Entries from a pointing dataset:
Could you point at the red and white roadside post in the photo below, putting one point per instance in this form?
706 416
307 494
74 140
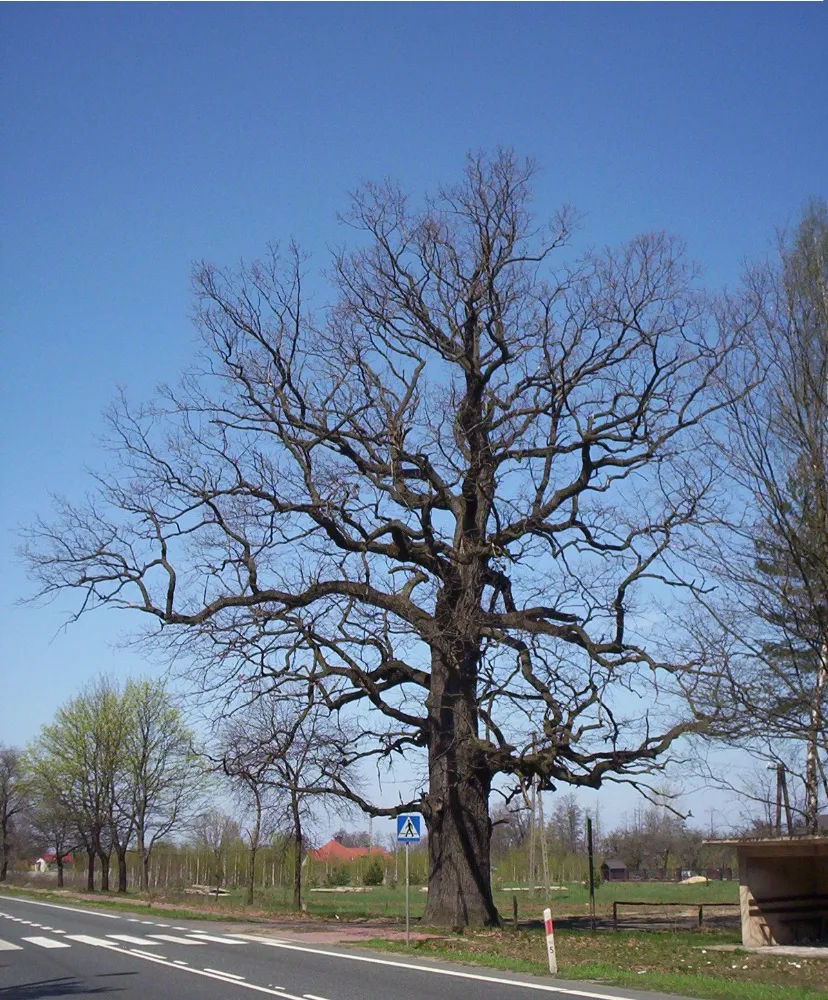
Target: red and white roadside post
550 942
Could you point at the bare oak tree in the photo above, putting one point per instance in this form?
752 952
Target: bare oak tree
447 500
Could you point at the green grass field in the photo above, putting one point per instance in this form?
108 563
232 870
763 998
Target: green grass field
382 902
669 962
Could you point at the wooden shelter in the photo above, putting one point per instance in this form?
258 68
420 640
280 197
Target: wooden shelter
783 889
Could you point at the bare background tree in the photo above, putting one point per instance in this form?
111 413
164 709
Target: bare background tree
215 830
770 663
450 500
13 798
286 756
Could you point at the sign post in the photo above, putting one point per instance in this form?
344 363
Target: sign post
408 832
550 942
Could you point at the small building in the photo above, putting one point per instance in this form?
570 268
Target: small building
334 851
783 889
49 862
614 871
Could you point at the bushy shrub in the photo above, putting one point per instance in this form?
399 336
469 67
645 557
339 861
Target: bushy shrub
374 873
338 875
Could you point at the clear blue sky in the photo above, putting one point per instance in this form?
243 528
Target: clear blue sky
137 138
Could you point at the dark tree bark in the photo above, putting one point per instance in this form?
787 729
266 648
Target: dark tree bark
298 851
104 859
122 870
438 500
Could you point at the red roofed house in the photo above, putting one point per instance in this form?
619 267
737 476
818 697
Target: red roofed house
334 851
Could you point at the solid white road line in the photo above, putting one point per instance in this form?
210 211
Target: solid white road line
160 960
129 939
230 975
47 942
451 973
174 939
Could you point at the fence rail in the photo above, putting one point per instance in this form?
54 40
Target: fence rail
654 905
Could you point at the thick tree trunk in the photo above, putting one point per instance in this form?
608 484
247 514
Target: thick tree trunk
297 856
4 868
122 870
251 874
143 856
104 858
812 749
457 806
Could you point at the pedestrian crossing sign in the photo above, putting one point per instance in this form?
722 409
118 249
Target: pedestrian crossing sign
408 829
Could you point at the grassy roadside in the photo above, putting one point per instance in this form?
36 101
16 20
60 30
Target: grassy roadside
103 901
664 961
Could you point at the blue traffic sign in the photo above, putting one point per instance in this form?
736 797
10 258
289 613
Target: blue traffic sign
408 829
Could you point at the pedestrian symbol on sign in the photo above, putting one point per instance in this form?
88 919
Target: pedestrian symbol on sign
408 829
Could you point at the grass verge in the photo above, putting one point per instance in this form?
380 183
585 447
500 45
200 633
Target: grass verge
666 962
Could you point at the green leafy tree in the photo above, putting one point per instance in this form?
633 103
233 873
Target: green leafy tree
13 800
162 771
772 556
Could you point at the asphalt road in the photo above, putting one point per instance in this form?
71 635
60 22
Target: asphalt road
50 950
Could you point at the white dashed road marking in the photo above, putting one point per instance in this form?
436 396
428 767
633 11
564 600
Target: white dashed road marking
218 972
173 939
202 936
130 939
47 942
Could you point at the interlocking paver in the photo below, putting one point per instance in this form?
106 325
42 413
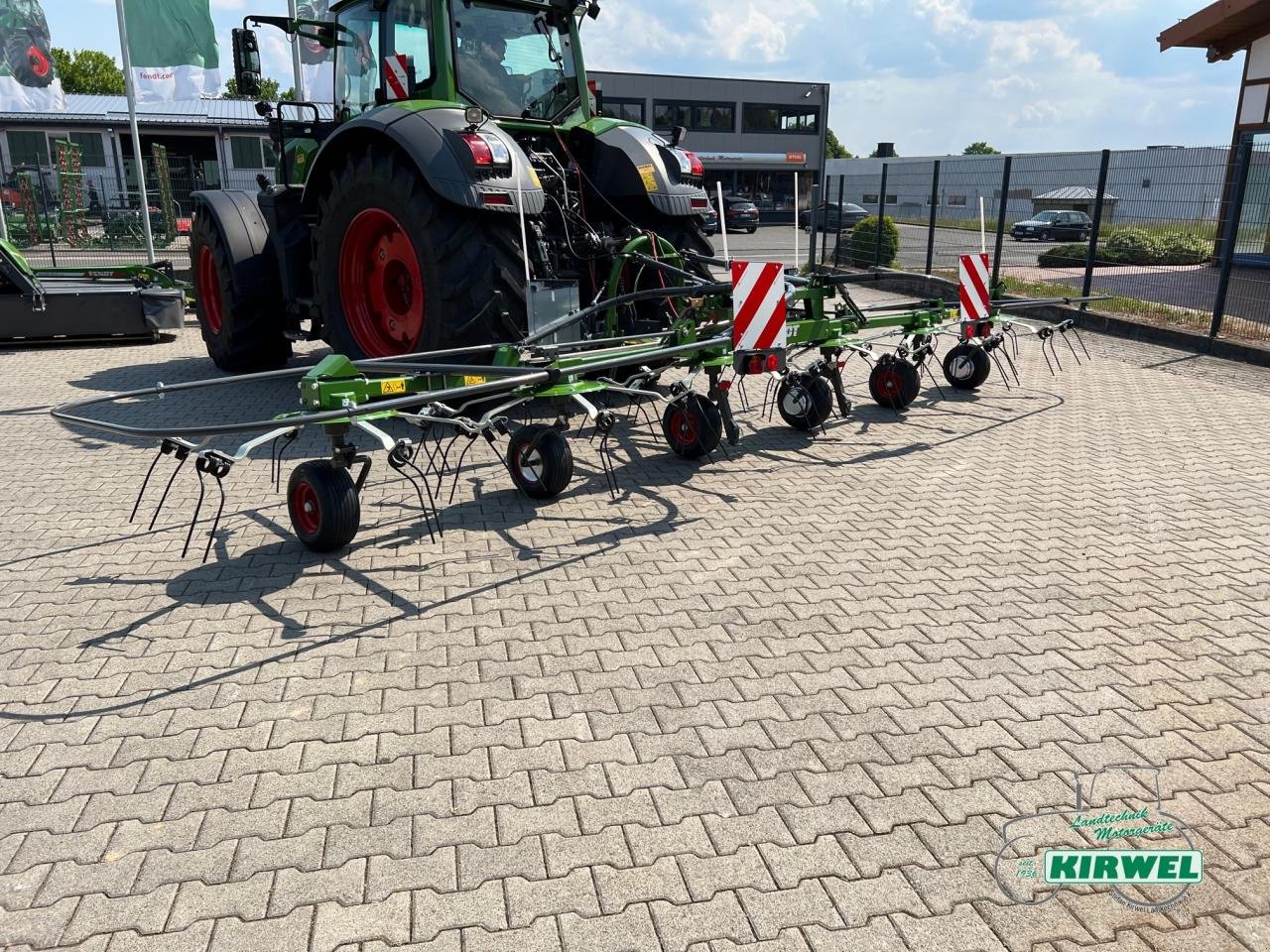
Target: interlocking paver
539 740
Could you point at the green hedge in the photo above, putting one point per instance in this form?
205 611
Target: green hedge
862 248
1133 246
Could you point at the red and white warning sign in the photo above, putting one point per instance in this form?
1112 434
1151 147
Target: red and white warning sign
397 71
975 281
758 304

» **WHAT IS REQUIRED**
Put the data into a Markdown table with the columns Row and Line. Start at the line containing "Could you point at the grassy", end at the last line of the data, give each line its own numbered row, skip blank lines, and leave out the pictures.

» **TASK RESULT**
| Row | Line |
|---|---|
| 1 | Could you point at the grassy roadside in the photo above, putting one point per instance in this form? |
| 2 | 36 101 |
| 3 | 16 20 |
| 4 | 60 30 |
| 5 | Target: grassy roadside |
| 6 | 103 901 |
| 7 | 664 961 |
| 8 | Could you point at the blue traffic sign in the photo above, putting one point per instance in this form? |
| 9 | 736 797 |
| 10 | 10 258 |
| 11 | 289 613 |
| 12 | Target: blue traffic sign |
| 13 | 408 829 |
| 14 | Could you point at the pedestrian symbol on sign in the photo above, putting one point per instance in this form? |
| 15 | 88 919 |
| 16 | Target: pedestrian symbol on sign |
| 17 | 408 829 |
| 18 | Could you point at the grass verge in the photo above, putting one point per instance in this form? |
| 19 | 380 183 |
| 20 | 585 447 |
| 21 | 500 45 |
| 22 | 200 633 |
| 23 | Target: grass verge |
| 24 | 666 962 |
| 25 | Could you point at the green leafy tree in the photo above, putting one point per instance in this form? |
| 26 | 633 103 |
| 27 | 233 873 |
| 28 | Target: green leafy tree |
| 29 | 13 800 |
| 30 | 162 771 |
| 31 | 772 556 |
| 32 | Could you point at the asphalt road in the photo above, putting one point per instance in this form? |
| 33 | 71 635 |
| 34 | 60 22 |
| 35 | Target: asphalt road |
| 36 | 50 950 |
| 37 | Could you point at the white dashed road marking in the photo above, putting one point per instance in this form? |
| 38 | 436 396 |
| 39 | 428 767 |
| 40 | 633 11 |
| 41 | 564 600 |
| 42 | Target: white dashed road marking |
| 43 | 218 972 |
| 44 | 173 939 |
| 45 | 202 936 |
| 46 | 130 939 |
| 47 | 47 942 |
| 48 | Could you point at the interlocking paver in the photo below, putting one point per instance in this form? |
| 49 | 106 325 |
| 50 | 42 413 |
| 51 | Target: interlocking paver |
| 52 | 539 740 |
| 53 | Could you point at the green hedge in the photo above, putting one point per instance in this form? |
| 54 | 205 611 |
| 55 | Target: green hedge |
| 56 | 862 248 |
| 57 | 1133 246 |
| 58 | Could you point at the red and white warning sign in the photo above, putting one point per instance in this form? |
| 59 | 1112 434 |
| 60 | 1151 147 |
| 61 | Target: red and white warning sign |
| 62 | 397 71 |
| 63 | 975 281 |
| 64 | 758 304 |